• [Your goal]
Write out the material again word for word, dropping any images it holds.

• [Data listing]
------------------------

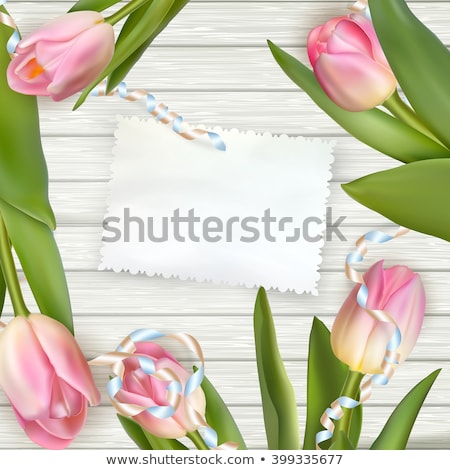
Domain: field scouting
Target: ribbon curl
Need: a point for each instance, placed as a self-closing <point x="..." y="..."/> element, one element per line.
<point x="174" y="391"/>
<point x="15" y="36"/>
<point x="161" y="113"/>
<point x="391" y="358"/>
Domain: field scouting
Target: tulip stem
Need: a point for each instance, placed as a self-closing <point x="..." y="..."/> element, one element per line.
<point x="350" y="390"/>
<point x="198" y="441"/>
<point x="10" y="274"/>
<point x="405" y="113"/>
<point x="125" y="11"/>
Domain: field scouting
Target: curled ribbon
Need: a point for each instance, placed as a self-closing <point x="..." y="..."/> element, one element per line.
<point x="161" y="113"/>
<point x="8" y="21"/>
<point x="391" y="358"/>
<point x="174" y="389"/>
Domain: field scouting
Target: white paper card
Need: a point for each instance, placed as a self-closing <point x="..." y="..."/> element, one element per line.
<point x="253" y="215"/>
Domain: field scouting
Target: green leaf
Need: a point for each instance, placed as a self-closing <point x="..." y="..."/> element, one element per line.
<point x="397" y="429"/>
<point x="146" y="440"/>
<point x="342" y="442"/>
<point x="373" y="127"/>
<point x="415" y="196"/>
<point x="152" y="17"/>
<point x="122" y="70"/>
<point x="326" y="377"/>
<point x="219" y="417"/>
<point x="419" y="60"/>
<point x="23" y="170"/>
<point x="135" y="432"/>
<point x="278" y="398"/>
<point x="93" y="5"/>
<point x="35" y="245"/>
<point x="160" y="443"/>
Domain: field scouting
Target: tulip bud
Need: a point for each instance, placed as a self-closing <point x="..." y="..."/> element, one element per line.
<point x="62" y="57"/>
<point x="349" y="63"/>
<point x="46" y="378"/>
<point x="152" y="389"/>
<point x="358" y="339"/>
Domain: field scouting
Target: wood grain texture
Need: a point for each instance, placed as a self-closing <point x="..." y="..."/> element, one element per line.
<point x="212" y="66"/>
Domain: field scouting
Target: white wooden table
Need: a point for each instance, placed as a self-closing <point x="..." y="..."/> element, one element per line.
<point x="212" y="66"/>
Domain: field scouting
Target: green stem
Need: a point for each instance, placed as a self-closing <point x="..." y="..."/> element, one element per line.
<point x="125" y="11"/>
<point x="351" y="390"/>
<point x="197" y="439"/>
<point x="10" y="273"/>
<point x="406" y="114"/>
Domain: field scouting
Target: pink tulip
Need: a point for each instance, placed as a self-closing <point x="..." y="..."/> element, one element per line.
<point x="62" y="57"/>
<point x="358" y="339"/>
<point x="349" y="63"/>
<point x="143" y="389"/>
<point x="46" y="378"/>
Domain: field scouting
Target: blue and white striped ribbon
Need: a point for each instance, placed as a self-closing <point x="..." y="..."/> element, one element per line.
<point x="335" y="411"/>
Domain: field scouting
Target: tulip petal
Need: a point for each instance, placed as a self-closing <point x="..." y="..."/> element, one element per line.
<point x="65" y="355"/>
<point x="350" y="331"/>
<point x="314" y="46"/>
<point x="40" y="436"/>
<point x="348" y="37"/>
<point x="62" y="28"/>
<point x="26" y="375"/>
<point x="167" y="428"/>
<point x="65" y="428"/>
<point x="353" y="81"/>
<point x="50" y="54"/>
<point x="407" y="307"/>
<point x="19" y="77"/>
<point x="85" y="60"/>
<point x="65" y="400"/>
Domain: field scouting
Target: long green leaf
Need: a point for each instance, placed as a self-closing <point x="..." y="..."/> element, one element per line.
<point x="326" y="377"/>
<point x="135" y="432"/>
<point x="122" y="70"/>
<point x="397" y="429"/>
<point x="35" y="245"/>
<point x="127" y="44"/>
<point x="23" y="170"/>
<point x="415" y="196"/>
<point x="419" y="60"/>
<point x="278" y="398"/>
<point x="373" y="127"/>
<point x="93" y="5"/>
<point x="219" y="417"/>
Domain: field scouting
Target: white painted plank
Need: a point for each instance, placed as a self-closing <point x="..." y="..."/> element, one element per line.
<point x="80" y="249"/>
<point x="103" y="430"/>
<point x="110" y="294"/>
<point x="239" y="23"/>
<point x="86" y="203"/>
<point x="229" y="337"/>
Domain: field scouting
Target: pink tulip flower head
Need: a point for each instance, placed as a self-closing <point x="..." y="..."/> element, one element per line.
<point x="62" y="57"/>
<point x="153" y="388"/>
<point x="46" y="379"/>
<point x="349" y="63"/>
<point x="358" y="339"/>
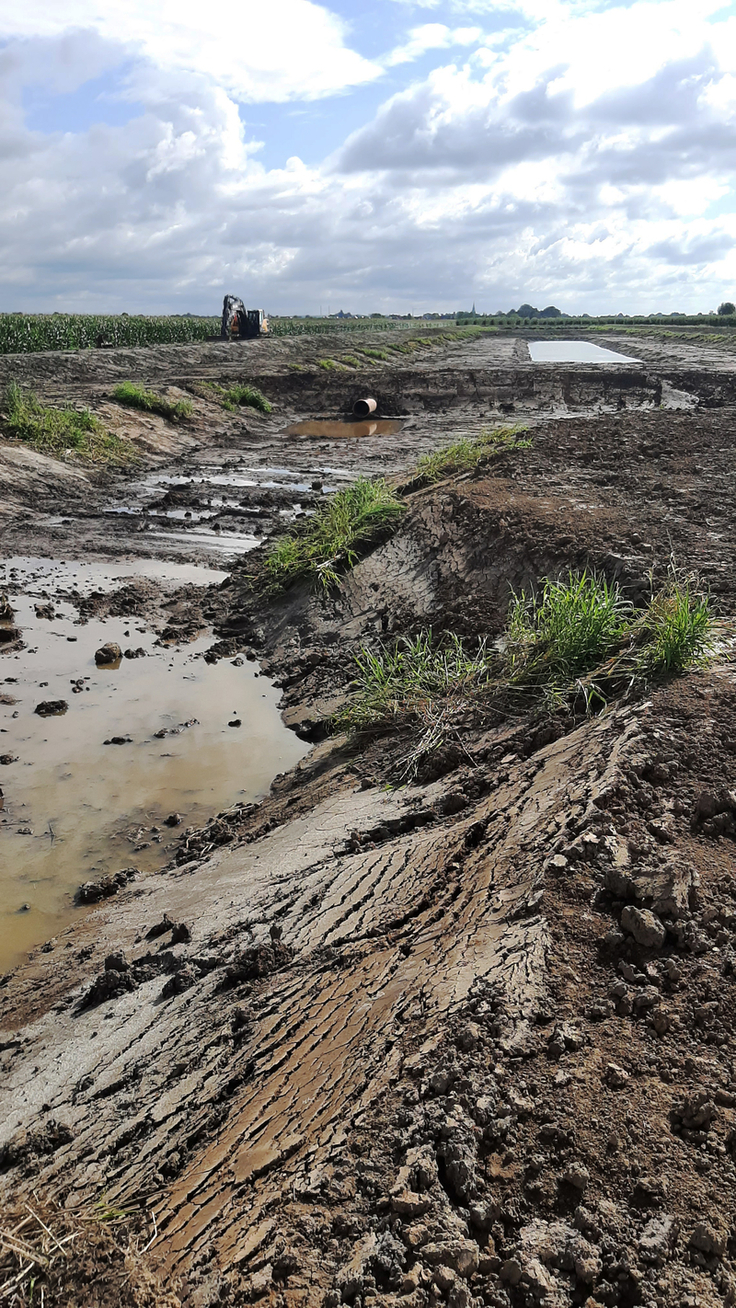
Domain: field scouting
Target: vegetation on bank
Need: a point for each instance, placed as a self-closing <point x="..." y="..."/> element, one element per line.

------------------------

• [The solution]
Domain: field scouting
Target: ribbon curl
Need: a point for each instance, placed as a self-closing <point x="..." y="..."/> element, one element per line.
<point x="174" y="391"/>
<point x="15" y="36"/>
<point x="161" y="113"/>
<point x="391" y="358"/>
Domain: field scouting
Target: tulip stem
Need: a point for each instance, placed as a self-closing <point x="..." y="..."/> element, one element per line.
<point x="350" y="390"/>
<point x="198" y="441"/>
<point x="10" y="274"/>
<point x="405" y="113"/>
<point x="125" y="11"/>
Domain: field scouting
Target: curled ribbon
Need: a point for each instance, placed as a self-closing <point x="..." y="..."/> element, one element per line.
<point x="161" y="113"/>
<point x="8" y="21"/>
<point x="391" y="358"/>
<point x="174" y="389"/>
Domain: field scouting
Target: white paper card
Need: a point for each instance, placed as a self-closing <point x="..." y="..."/> element, one element per line.
<point x="253" y="215"/>
Domain: field scouting
Target: green leaf
Need: a point for each instance, placed as a self-closing <point x="..." y="..."/> element, one element per line.
<point x="397" y="429"/>
<point x="146" y="440"/>
<point x="342" y="442"/>
<point x="373" y="127"/>
<point x="415" y="196"/>
<point x="152" y="17"/>
<point x="122" y="70"/>
<point x="326" y="377"/>
<point x="219" y="417"/>
<point x="419" y="60"/>
<point x="23" y="170"/>
<point x="135" y="432"/>
<point x="278" y="398"/>
<point x="93" y="5"/>
<point x="35" y="245"/>
<point x="160" y="443"/>
Domain: field scouting
Target: tulip bud
Need: a point for each instance, placed as a self-closing <point x="..." y="..."/> element, one element per line.
<point x="62" y="57"/>
<point x="349" y="63"/>
<point x="46" y="378"/>
<point x="152" y="389"/>
<point x="358" y="339"/>
Domain: field scouting
Target: wood grain texture
Need: a point for each instance, placed as a self-closing <point x="..." y="..."/> element, one element per line.
<point x="212" y="66"/>
Domain: field scouting
Target: white wooden table
Need: a point for each instance, placed as a self-closing <point x="..." y="..."/> element, one element per line.
<point x="212" y="66"/>
Domain: field scouting
Target: green stem
Need: a point for each instance, placed as a self-closing <point x="..." y="..."/> element, one element per line.
<point x="125" y="11"/>
<point x="351" y="390"/>
<point x="197" y="439"/>
<point x="10" y="273"/>
<point x="406" y="114"/>
Domain: field scouting
Target: pink tulip
Need: a point for each instance, placed as a self-closing <point x="..." y="..."/> element, one element per line.
<point x="62" y="57"/>
<point x="358" y="339"/>
<point x="349" y="63"/>
<point x="143" y="389"/>
<point x="46" y="378"/>
Domain: field scouting
Target: blue and white striped ribbon
Need: a point for each instance, placed as a self-closing <point x="..." y="..."/> element, one element per line.
<point x="335" y="411"/>
Domain: field scouting
Target: tulip petal
Need: a point for each instance, placed as a self-closing <point x="..." y="..."/> element, one element per line.
<point x="65" y="355"/>
<point x="350" y="331"/>
<point x="314" y="46"/>
<point x="40" y="436"/>
<point x="348" y="37"/>
<point x="62" y="28"/>
<point x="26" y="375"/>
<point x="167" y="428"/>
<point x="65" y="428"/>
<point x="353" y="81"/>
<point x="50" y="54"/>
<point x="407" y="307"/>
<point x="19" y="77"/>
<point x="85" y="60"/>
<point x="65" y="400"/>
Domain: field scouting
Target: long green leaf
Need: a point for each instance, placed as a self-closing <point x="..." y="..."/> element, one element per line.
<point x="326" y="377"/>
<point x="135" y="432"/>
<point x="122" y="70"/>
<point x="397" y="429"/>
<point x="35" y="245"/>
<point x="127" y="44"/>
<point x="23" y="170"/>
<point x="415" y="196"/>
<point x="419" y="60"/>
<point x="278" y="398"/>
<point x="373" y="127"/>
<point x="93" y="5"/>
<point x="219" y="417"/>
Domain: field scouting
Target: white painted plank
Need: a point for each instance, placed as a self-closing <point x="..." y="..."/> element, one element per line.
<point x="80" y="249"/>
<point x="103" y="430"/>
<point x="110" y="294"/>
<point x="239" y="23"/>
<point x="86" y="203"/>
<point x="229" y="337"/>
Domain: field scouting
Target: pink tulip flower head
Need: a point for each instance, placed as a self-closing <point x="..." y="..."/> element, one element per line.
<point x="62" y="57"/>
<point x="153" y="388"/>
<point x="46" y="379"/>
<point x="349" y="63"/>
<point x="358" y="339"/>
Domain: field scouting
Target: vegetation on bank
Need: a point for each instance, placed as a self-closing <point x="..." y="..."/> element, one element per line.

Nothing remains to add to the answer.